» **What this exercise asks**
A – In the merger rule, how soon before or after submitting the initial application must the applicant publish notice?
B – Write out the merger rule word for word, from "(2) If a party" to "agency with the banking commissioner.".

» **Text**
## begin
(d) Public notice. Within 14 days prior to or 14 days
after submission of the initial application, the applicant must publish
notice in accordance with the requirements of §15.5 of this title
(relating to Public Notice) in the specified communities where the
home office of the applicant, the target entity, and the resulting
bank are or will be located. With respect to an interstate merger
transaction, the applicant must inform the department of the publication
requirements in the host state for the banking commissioner to determine,
pursuant to §15.5(e) of this title, whether those requirements
satisfy the publication requirements of this subsection.
(e) Approval by the banking commissioner and filings
with a chartering agency.
(1) The banking commissioner will approve a merger
or share exchange only if the application indicates substantial compliance
with all conditions of the Finance Code, §32.302(b) and §32.304.
(2) If a party is required to file certificate of merger
or exchange with its chartering agency after acceptance for filing
pursuant to §15.4(b) of this title (relating to Required Information
and Abandoned Filings), an applicant for merger or share exchange
must file the original certificate of merger or exchange as certified
by the chartering agency with the banking commissioner.
(3) After approval of an application under this section,
the banking commissioner will accept the certificate of merger or
exchange previously filed with the chartering agency (if applicable),
issue a certificate of merger or exchange, and perform the duties
required by the Finance Code, §32.302(c). With respect to a transaction
that requires filing with the Texas secretary of state, if the banking
commissioner does not approve the certificate of merger or exchange
on or before the 90th day after the filing of the certificate of merger
or exchange with the Texas secretary of state, the applicant must
refile the certificate of merger or exchange with both the Texas secretary
of state and with the banking commissioner.
## end
» **Dataset records**
## begin
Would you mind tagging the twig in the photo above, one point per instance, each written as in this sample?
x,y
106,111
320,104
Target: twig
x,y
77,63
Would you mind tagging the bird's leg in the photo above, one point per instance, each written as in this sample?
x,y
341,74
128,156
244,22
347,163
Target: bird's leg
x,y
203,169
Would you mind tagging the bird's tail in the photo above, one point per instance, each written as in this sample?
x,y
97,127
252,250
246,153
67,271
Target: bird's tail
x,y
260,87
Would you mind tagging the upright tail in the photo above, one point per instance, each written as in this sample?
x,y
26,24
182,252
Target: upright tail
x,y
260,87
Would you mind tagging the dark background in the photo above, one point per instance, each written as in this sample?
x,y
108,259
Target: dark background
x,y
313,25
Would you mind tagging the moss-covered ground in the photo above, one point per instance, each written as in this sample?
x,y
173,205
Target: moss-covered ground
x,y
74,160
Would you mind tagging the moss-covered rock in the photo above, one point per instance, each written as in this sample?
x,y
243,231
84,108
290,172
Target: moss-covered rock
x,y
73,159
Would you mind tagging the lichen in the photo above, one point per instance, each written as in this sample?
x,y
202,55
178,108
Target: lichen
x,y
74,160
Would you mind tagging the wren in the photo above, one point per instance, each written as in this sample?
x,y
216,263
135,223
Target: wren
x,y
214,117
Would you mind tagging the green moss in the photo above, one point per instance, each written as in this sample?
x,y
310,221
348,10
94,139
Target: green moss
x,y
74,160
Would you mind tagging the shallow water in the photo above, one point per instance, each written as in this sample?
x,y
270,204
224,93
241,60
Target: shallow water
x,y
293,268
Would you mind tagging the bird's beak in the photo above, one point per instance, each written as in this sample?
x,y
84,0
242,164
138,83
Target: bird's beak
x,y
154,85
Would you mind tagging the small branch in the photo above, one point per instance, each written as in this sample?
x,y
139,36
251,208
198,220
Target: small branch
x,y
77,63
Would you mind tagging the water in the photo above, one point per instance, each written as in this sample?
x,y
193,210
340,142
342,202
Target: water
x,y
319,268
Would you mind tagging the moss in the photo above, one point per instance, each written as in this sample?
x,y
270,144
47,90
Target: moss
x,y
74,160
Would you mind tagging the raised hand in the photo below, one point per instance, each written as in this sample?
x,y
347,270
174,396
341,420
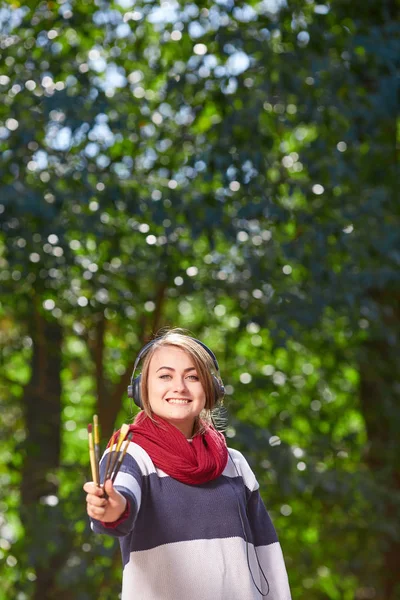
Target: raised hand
x,y
98,507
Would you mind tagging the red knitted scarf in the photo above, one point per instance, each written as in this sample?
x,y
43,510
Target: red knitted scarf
x,y
194,462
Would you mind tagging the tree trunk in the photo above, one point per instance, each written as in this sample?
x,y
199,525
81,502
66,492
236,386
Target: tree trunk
x,y
40,514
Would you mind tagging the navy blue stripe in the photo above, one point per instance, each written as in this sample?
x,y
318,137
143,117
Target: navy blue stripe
x,y
172,511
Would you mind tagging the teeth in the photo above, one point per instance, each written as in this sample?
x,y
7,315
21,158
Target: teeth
x,y
176,401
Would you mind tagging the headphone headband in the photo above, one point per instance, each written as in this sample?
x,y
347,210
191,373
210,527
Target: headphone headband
x,y
147,347
134,387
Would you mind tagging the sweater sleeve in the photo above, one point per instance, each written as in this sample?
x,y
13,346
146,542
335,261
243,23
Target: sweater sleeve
x,y
129,483
268,557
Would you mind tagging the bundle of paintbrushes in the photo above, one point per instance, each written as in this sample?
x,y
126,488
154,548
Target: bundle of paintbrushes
x,y
114,457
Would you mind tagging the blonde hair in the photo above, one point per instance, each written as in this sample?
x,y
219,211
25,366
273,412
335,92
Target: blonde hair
x,y
204,364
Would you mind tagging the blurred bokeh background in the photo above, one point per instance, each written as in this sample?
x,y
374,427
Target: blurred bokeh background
x,y
228,167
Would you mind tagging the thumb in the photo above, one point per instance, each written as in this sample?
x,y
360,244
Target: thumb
x,y
111,492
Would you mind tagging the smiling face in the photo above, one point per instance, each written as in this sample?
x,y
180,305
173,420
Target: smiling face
x,y
174,389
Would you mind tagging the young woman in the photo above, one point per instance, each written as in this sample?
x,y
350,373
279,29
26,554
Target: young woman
x,y
186,509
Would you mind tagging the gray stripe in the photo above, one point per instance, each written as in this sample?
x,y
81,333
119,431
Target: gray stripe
x,y
172,511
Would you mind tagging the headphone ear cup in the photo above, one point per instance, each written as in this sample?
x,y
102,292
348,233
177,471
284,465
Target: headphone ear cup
x,y
137,391
219,389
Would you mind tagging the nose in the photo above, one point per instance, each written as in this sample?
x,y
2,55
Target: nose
x,y
179,385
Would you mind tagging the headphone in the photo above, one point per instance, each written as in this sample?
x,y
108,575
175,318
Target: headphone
x,y
134,389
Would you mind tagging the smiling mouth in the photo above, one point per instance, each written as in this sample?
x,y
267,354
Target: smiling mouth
x,y
178,401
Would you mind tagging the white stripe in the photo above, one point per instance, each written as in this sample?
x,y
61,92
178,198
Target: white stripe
x,y
237,466
129,482
177,571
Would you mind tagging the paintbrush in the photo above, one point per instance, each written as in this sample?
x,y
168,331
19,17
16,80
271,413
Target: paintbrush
x,y
92,455
109,458
122,455
122,434
97,444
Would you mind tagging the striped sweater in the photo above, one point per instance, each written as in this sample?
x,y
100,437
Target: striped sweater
x,y
212,541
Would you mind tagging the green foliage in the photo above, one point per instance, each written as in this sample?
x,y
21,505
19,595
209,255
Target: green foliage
x,y
230,168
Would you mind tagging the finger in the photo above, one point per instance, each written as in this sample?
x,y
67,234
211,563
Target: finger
x,y
96,512
95,500
91,488
110,490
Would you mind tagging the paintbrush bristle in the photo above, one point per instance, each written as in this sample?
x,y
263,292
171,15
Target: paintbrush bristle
x,y
124,430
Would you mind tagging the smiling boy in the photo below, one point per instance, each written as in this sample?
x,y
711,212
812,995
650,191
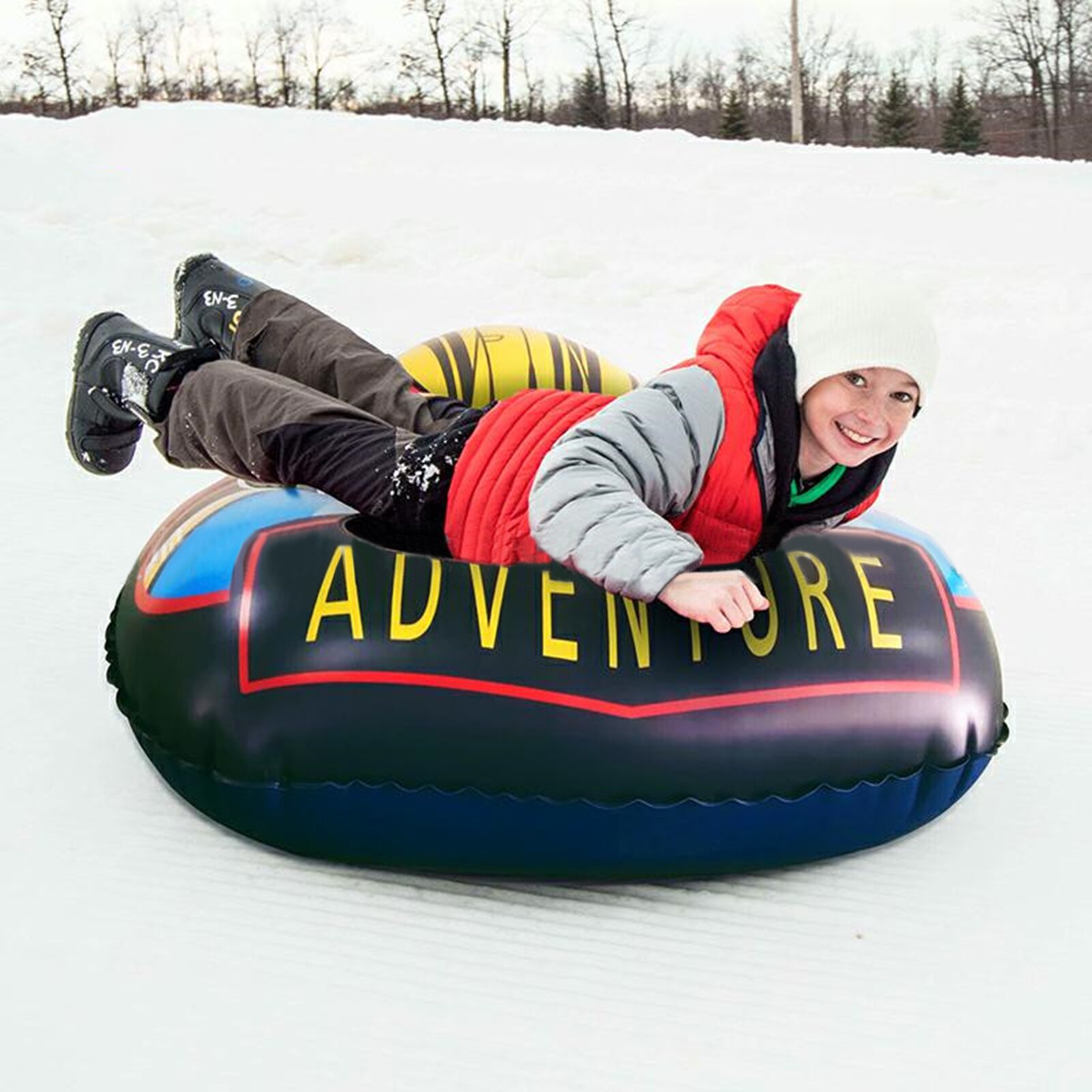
## end
» **Worked solutions**
A – Within 14 days before or 14 days after submitting the initial application.

B –
(2) If a party is required to file certificate of merger
or exchange with its chartering agency after acceptance for filing
pursuant to §15.4(b) of this title (relating to Required Information
and Abandoned Filings), an applicant for merger or share exchange
must file the original certificate of merger or exchange as certified
by the chartering agency with the banking commissioner.